▸ Dataset excerpts
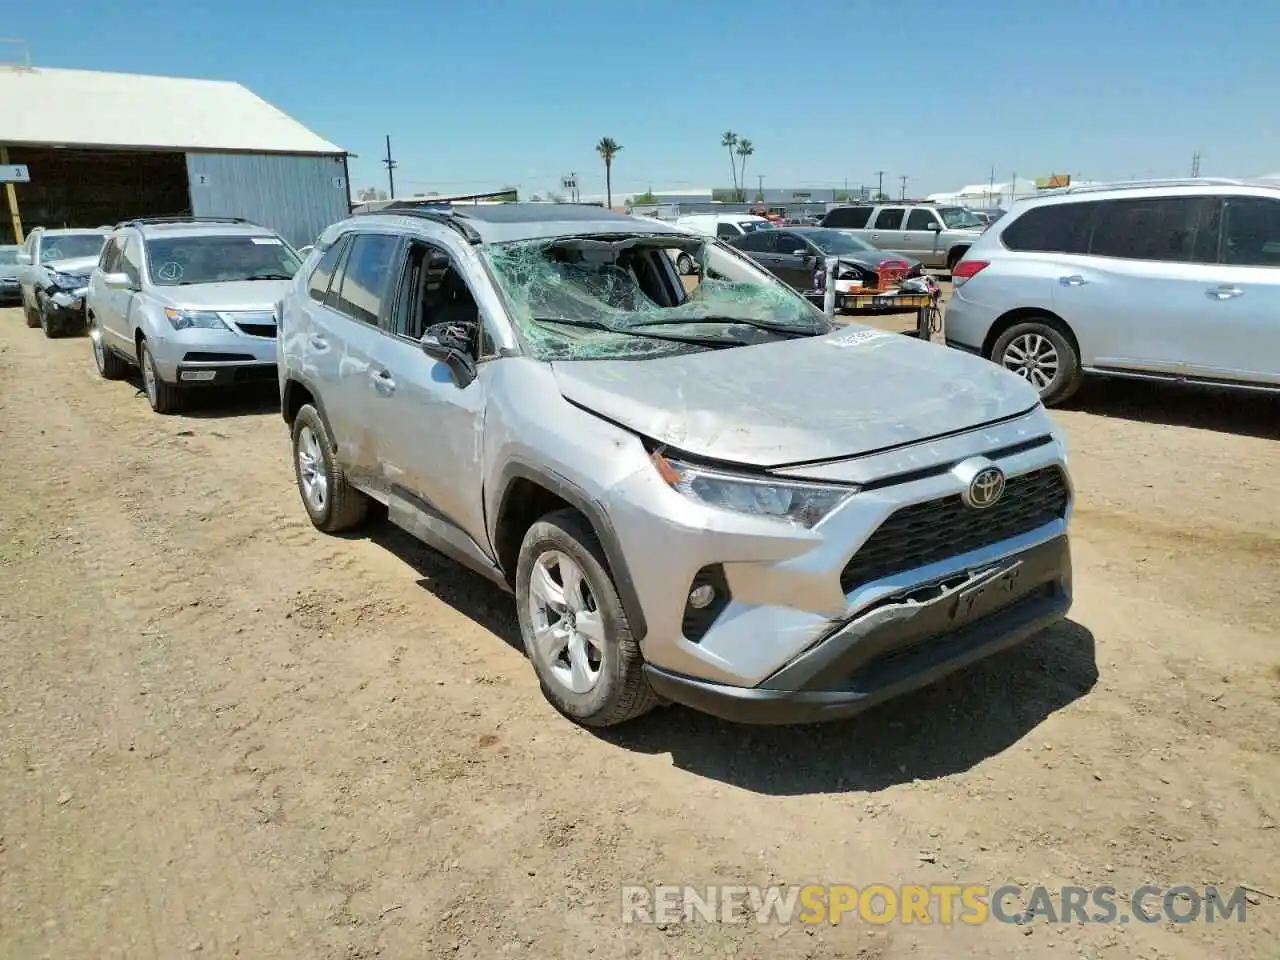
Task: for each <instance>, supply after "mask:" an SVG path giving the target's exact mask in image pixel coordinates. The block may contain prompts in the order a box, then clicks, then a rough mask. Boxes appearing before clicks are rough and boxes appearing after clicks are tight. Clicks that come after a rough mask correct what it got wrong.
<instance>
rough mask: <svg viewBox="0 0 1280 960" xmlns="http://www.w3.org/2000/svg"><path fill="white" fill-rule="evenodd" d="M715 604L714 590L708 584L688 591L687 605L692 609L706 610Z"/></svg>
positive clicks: (697, 586)
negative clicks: (688, 593) (687, 604)
mask: <svg viewBox="0 0 1280 960" xmlns="http://www.w3.org/2000/svg"><path fill="white" fill-rule="evenodd" d="M714 602H716V588H714V586H712V585H710V584H699V585H698V586H695V588H694V589H692V590H690V591H689V605H690V607H692V608H694V609H699V611H703V609H707V608H708V607H710V605H712V604H713V603H714Z"/></svg>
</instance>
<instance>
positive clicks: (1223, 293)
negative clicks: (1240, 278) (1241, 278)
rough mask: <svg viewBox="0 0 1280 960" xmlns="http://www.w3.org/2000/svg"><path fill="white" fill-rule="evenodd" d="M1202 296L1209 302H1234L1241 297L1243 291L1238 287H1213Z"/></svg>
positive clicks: (1241, 295)
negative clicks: (1210, 301)
mask: <svg viewBox="0 0 1280 960" xmlns="http://www.w3.org/2000/svg"><path fill="white" fill-rule="evenodd" d="M1204 296H1206V297H1208V298H1210V300H1235V298H1236V297H1243V296H1244V291H1242V289H1240V288H1239V287H1225V285H1224V287H1213V288H1211V289H1207V291H1204Z"/></svg>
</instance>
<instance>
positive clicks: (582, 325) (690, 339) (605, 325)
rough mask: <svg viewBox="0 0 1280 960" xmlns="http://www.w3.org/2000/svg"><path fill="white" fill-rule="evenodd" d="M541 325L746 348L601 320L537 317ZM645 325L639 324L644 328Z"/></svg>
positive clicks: (717, 339)
mask: <svg viewBox="0 0 1280 960" xmlns="http://www.w3.org/2000/svg"><path fill="white" fill-rule="evenodd" d="M534 321H535V323H539V324H563V325H564V326H581V328H584V329H586V330H605V332H607V333H621V334H622V335H625V337H644V338H645V339H650V340H671V342H672V343H696V344H699V346H704V347H745V346H748V344H745V343H742V342H741V340H726V339H724V338H723V337H681V335H680V334H671V333H645V332H643V330H639V329H636V328H634V326H609V325H608V324H602V323H600V321H599V320H570V319H568V317H561V316H535V317H534ZM643 325H644V324H637V326H643Z"/></svg>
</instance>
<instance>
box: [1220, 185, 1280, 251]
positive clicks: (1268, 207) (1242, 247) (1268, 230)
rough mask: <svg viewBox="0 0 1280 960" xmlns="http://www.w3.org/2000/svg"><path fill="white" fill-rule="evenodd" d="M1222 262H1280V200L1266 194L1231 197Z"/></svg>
mask: <svg viewBox="0 0 1280 960" xmlns="http://www.w3.org/2000/svg"><path fill="white" fill-rule="evenodd" d="M1222 262H1225V264H1233V265H1235V266H1280V202H1277V201H1275V200H1267V198H1265V197H1228V200H1226V225H1225V229H1224V230H1222Z"/></svg>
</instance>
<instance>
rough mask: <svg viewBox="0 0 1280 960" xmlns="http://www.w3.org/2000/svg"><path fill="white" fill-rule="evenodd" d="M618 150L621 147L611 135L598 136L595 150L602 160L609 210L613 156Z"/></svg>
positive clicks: (611, 197)
mask: <svg viewBox="0 0 1280 960" xmlns="http://www.w3.org/2000/svg"><path fill="white" fill-rule="evenodd" d="M620 150H622V147H621V146H620V145H618V143H617V142H616V141H614V140H613V137H600V142H599V143H596V145H595V152H596V154H599V155H600V159H602V160H603V161H604V196H605V204H607V206H608V207H609V209H611V210H612V209H613V157H616V156H617V155H618V151H620Z"/></svg>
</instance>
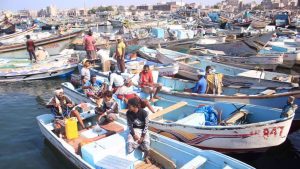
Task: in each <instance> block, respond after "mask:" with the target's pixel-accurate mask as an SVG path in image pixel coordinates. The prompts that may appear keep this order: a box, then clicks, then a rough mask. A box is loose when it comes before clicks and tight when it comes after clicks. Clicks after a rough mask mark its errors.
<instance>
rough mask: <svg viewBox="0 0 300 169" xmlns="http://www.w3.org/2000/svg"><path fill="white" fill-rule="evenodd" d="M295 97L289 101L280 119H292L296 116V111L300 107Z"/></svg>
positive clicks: (292, 96) (290, 98) (283, 111)
mask: <svg viewBox="0 0 300 169" xmlns="http://www.w3.org/2000/svg"><path fill="white" fill-rule="evenodd" d="M294 101H295V97H294V96H290V97H289V98H288V100H287V103H286V105H285V106H284V107H283V108H282V112H281V115H280V117H281V118H284V117H291V116H292V115H293V114H295V111H296V110H297V109H298V106H297V105H296V104H295V103H294Z"/></svg>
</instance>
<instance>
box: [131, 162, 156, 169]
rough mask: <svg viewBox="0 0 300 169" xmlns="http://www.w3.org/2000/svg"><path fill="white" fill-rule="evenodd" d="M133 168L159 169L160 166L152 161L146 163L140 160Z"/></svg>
mask: <svg viewBox="0 0 300 169" xmlns="http://www.w3.org/2000/svg"><path fill="white" fill-rule="evenodd" d="M134 168H135V169H160V168H161V167H160V166H159V165H157V164H152V163H150V164H147V163H145V162H140V163H139V164H137V165H136V166H135V167H134Z"/></svg>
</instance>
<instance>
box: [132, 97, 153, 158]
mask: <svg viewBox="0 0 300 169" xmlns="http://www.w3.org/2000/svg"><path fill="white" fill-rule="evenodd" d="M126 118H127V125H128V128H129V130H130V133H129V135H128V140H127V141H128V146H127V151H128V153H132V152H133V151H134V150H135V149H136V148H138V147H140V149H141V150H142V151H143V152H144V153H145V162H146V163H149V162H150V161H149V158H148V154H149V150H150V137H149V131H148V124H149V117H148V113H147V112H146V111H145V110H144V109H142V108H140V105H139V100H138V99H136V98H132V99H129V100H128V111H127V112H126Z"/></svg>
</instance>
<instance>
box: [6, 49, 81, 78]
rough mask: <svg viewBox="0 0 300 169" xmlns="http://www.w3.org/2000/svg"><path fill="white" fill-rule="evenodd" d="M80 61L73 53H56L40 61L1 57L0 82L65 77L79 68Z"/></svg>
mask: <svg viewBox="0 0 300 169" xmlns="http://www.w3.org/2000/svg"><path fill="white" fill-rule="evenodd" d="M78 61H79V59H78V57H77V56H76V55H75V56H73V55H71V54H59V55H55V56H52V57H50V58H48V59H46V60H43V61H38V63H31V62H30V61H29V60H28V59H0V82H8V81H26V80H37V79H45V78H52V77H59V76H61V77H63V76H65V75H70V74H71V73H72V72H73V71H74V70H75V69H76V68H77V64H78Z"/></svg>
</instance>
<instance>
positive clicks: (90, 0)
mask: <svg viewBox="0 0 300 169" xmlns="http://www.w3.org/2000/svg"><path fill="white" fill-rule="evenodd" d="M84 1H85V4H86V7H93V6H100V5H125V6H129V5H141V4H156V3H158V2H162V0H0V10H19V9H41V8H45V7H46V6H48V5H50V4H53V5H55V6H56V7H58V8H74V7H76V8H77V7H84ZM166 1H176V0H165V2H166ZM182 1H183V2H188V3H191V2H196V3H200V4H205V5H213V4H215V3H217V2H220V1H221V0H182ZM244 1H246V2H250V1H252V0H244ZM256 1H261V0H256ZM177 2H180V0H177Z"/></svg>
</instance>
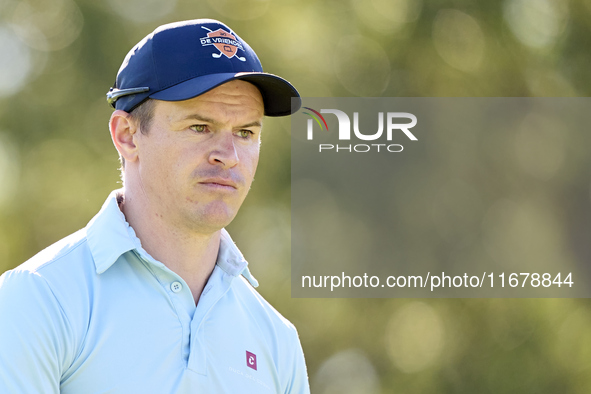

▸ What is being asked
Copy out in full every line of the records that contains the word "after".

▸ Solution to this task
Task: for each <instance>, supply after "mask:" an SVG path giving the target's exact mask in image pixel coordinates. The block may contain prompts in the order a box, then clicks, then a rough mask. Boxes appearing before clicks are rough and boxes appearing after clicks are tight. Clicks that come after a rough mask correct what it got wrong.
Task: in each <instance> block, respond after "mask:" with the target's pixel-accurate mask as an SVG path in image pixel coordinates. The prompts that may appear keep this order: a box, then clicks, then a rough mask. A box is loose when it comes before clicks and tight when it comes after clicks. Clicks after a rough mask mark its errors.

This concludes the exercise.